Jakarta – Kejaksaan Agung (Kejagung) temukan uang didalam koper yang disimpan di bawah kasur di kediaman Hakim Ali Muhtarom (AM). AM menjadi tersangka dalam kasus suap dan/atau gratifikasi terkait dengan putusan ontslag perkara korupsi pemberian fasilitas ekspor crude palm oil (CPO) di Pengadilan Negeri (PN) Jakarta Pusat.
“Ketika saudara AM diperiksa di sini, berkomunikasi dengan keluarga di sana (Jepara), akhirnya itu ditunjukkan, dibuka, diambil bahwa uang itu ada di bawah tempat tidur,” kata Kepala Pusat Penerangan Hukum (Kapuspenkum) Kejagung Harli Siregar di Gedung Kejaksaan Agung, Jakarta, Rabu (23/04/2025) dikutip Antara.
Penggeledahan digelar pada 13 April 2025. Dari penggeledahan tersebut ditemukan koper yang berisi uang senilai 3.600 lembar pecahan 100 dolar AS.
“Jadi, kalau kita setarakan di kisaran Rp5,5 miliar. Silakan dihitung penyetaraannya,” kata Harli Siregar.
Penyidik menyebutkan, dalam kasus ini AM menerima suap sebesar Rp 6,5 miliar terkait dengan pemberian putusan lepas kasus korupsi CPO.
Terkait temuan uang tersebut apakah termasuk uang yang akan digunakan untuk suap atau bukan, Kapuspenkum mengatakan akan mendalami lebih lanjut penemuannya ini.
******
## [TUGAS LATIHAN A]
Daftarkan setiap baris pada entri di bawah yang memuat kata "sprig", dan salin baris itu utuh tanpa perubahan.
******
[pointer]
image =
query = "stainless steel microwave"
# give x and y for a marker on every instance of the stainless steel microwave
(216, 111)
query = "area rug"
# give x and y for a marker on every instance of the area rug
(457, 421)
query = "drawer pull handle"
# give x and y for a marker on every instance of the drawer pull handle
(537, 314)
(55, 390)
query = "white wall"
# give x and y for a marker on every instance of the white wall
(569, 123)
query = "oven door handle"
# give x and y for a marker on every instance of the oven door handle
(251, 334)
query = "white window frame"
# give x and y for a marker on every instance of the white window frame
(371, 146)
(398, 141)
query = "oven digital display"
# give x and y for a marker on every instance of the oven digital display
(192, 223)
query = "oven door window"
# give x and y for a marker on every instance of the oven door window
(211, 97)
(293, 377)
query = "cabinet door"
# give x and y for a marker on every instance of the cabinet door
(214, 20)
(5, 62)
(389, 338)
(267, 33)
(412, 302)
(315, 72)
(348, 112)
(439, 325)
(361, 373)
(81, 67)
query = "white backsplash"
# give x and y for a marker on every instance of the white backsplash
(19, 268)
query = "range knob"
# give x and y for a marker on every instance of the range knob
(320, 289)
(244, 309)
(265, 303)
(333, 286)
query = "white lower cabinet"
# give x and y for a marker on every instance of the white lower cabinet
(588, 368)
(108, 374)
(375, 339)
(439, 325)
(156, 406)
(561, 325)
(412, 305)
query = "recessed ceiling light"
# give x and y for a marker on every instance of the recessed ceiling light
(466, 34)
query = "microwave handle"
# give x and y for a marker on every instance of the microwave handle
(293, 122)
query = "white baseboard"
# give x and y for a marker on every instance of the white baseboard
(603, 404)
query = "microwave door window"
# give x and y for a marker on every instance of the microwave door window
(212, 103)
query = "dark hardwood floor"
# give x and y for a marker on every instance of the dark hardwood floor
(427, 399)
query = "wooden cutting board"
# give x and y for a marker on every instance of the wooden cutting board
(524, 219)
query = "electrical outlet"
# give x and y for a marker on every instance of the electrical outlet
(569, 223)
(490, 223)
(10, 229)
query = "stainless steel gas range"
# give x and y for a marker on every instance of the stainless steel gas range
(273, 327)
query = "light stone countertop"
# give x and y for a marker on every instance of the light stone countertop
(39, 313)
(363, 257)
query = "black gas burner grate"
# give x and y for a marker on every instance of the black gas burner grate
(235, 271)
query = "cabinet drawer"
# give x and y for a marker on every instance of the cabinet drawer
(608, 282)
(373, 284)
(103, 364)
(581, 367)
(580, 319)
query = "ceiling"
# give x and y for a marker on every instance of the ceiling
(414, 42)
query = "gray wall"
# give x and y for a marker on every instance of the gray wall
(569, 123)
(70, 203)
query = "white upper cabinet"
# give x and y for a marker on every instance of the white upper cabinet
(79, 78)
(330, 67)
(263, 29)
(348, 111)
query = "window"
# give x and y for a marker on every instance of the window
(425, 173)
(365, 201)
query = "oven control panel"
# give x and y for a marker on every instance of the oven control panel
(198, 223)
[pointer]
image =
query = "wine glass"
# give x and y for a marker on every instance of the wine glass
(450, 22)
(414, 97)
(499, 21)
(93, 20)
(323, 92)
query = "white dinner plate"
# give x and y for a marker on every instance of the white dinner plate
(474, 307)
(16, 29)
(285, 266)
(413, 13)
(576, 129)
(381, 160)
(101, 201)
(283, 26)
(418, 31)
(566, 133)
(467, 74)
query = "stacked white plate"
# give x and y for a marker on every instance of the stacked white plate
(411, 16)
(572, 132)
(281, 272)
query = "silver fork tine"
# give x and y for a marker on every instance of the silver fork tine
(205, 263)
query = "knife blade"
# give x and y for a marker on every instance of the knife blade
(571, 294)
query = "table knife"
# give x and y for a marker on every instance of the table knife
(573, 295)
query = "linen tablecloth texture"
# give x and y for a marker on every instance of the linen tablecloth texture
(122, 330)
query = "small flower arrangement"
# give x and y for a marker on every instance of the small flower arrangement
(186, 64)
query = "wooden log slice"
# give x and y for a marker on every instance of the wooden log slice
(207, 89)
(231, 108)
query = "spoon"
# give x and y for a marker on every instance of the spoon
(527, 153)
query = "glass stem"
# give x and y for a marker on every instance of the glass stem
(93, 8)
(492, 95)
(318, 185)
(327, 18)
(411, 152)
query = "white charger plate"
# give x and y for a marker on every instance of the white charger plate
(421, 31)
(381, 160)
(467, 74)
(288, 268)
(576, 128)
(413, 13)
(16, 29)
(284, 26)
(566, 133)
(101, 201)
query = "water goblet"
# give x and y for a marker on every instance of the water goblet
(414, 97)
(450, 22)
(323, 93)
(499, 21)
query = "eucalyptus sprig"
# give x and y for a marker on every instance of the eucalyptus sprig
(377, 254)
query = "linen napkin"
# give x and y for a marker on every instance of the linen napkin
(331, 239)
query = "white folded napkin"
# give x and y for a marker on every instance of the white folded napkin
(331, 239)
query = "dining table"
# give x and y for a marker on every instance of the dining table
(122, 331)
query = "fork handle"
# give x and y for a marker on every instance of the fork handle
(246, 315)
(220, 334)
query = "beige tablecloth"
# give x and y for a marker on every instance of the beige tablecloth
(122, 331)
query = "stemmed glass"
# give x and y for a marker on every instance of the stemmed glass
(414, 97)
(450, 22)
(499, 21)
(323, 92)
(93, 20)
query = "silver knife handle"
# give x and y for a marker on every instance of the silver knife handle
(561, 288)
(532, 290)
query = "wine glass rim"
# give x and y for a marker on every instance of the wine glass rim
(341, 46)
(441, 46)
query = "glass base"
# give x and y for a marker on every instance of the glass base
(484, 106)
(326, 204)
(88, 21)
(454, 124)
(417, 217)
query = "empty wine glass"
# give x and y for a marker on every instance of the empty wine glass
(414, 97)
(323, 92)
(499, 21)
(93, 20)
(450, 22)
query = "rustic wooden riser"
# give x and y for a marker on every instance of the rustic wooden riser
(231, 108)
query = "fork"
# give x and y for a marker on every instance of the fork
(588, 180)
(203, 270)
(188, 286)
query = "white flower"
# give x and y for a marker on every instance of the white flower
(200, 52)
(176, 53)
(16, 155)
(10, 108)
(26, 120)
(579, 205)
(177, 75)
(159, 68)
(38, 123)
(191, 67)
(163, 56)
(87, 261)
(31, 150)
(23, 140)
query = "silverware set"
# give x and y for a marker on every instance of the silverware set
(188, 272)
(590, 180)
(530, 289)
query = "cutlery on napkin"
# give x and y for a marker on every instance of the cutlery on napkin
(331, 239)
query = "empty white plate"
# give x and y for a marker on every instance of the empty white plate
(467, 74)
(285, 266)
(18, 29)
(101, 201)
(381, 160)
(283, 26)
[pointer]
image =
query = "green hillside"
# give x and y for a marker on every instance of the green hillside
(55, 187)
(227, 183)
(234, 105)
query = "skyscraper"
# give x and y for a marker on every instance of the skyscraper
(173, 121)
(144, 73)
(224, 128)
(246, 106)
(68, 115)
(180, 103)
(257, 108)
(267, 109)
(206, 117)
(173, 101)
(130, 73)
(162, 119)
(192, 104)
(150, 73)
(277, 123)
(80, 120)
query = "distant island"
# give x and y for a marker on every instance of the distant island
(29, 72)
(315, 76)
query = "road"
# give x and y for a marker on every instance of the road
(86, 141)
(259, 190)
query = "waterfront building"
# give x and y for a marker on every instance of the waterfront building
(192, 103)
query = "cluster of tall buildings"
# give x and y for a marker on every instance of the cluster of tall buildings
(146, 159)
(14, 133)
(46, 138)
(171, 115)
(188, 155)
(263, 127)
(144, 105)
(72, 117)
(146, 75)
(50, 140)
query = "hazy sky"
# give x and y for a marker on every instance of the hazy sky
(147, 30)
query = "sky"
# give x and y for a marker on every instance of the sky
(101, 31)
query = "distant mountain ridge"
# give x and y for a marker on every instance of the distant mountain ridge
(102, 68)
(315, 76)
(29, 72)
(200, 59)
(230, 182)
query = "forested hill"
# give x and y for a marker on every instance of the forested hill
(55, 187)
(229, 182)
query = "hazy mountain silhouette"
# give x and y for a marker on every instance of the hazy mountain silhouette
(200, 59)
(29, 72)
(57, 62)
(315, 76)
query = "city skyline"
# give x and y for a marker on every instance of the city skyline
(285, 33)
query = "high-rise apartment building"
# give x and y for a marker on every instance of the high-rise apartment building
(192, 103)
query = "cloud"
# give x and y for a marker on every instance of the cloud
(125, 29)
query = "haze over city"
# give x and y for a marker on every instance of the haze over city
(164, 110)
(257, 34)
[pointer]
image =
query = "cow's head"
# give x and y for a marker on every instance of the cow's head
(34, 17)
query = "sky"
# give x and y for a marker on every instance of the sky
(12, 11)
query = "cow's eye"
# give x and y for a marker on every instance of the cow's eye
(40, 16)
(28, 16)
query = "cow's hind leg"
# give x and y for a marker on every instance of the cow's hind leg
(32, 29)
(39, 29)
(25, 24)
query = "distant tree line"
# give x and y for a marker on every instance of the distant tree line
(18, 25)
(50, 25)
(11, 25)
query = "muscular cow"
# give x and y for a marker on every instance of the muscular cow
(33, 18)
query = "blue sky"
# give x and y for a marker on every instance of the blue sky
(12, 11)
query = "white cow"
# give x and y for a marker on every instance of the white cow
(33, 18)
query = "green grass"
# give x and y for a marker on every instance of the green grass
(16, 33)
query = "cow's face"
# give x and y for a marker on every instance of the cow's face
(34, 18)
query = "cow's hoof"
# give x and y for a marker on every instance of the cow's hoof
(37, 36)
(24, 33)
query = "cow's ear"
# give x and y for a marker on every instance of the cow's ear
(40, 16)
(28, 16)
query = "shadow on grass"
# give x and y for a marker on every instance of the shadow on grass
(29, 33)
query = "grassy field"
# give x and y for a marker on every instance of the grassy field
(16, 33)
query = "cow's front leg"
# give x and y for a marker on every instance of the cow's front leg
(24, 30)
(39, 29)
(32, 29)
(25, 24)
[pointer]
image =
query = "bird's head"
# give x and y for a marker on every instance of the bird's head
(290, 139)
******
## [TUGAS LATIHAN B]
Salin kata demi kata bagian dari berita di atas tentang uang di rumah hakim, dari "Jakarta – Kejaksaan" sampai "(PN) Jakarta Pusat.".

## [HASIL A]
query = "eucalyptus sprig"
# give x and y for a marker on every instance of the eucalyptus sprig

## [HASIL B]
Jakarta – Kejaksaan Agung (Kejagung) temukan uang didalam koper yang disimpan di bawah kasur di kediaman Hakim Ali Muhtarom (AM). AM menjadi tersangka dalam kasus suap dan/atau gratifikasi terkait dengan putusan ontslag perkara korupsi pemberian fasilitas ekspor crude palm oil (CPO) di Pengadilan Negeri (PN) Jakarta Pusat.